## start Information provided
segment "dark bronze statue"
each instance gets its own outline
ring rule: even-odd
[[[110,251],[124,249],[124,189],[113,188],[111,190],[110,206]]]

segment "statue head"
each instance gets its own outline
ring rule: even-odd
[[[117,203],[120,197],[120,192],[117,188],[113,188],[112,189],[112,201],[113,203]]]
## end Information provided
Duplicate every one of the rows above, keeping each line identical to how it appears.

segment "dark bronze statue"
each instance gets its own outline
ring rule: even-odd
[[[110,251],[124,249],[124,189],[113,188],[111,190],[110,206]]]

segment "statue head"
each instance gets its own outline
ring rule: even-odd
[[[117,203],[120,197],[120,192],[117,188],[113,188],[112,189],[112,201],[113,203]]]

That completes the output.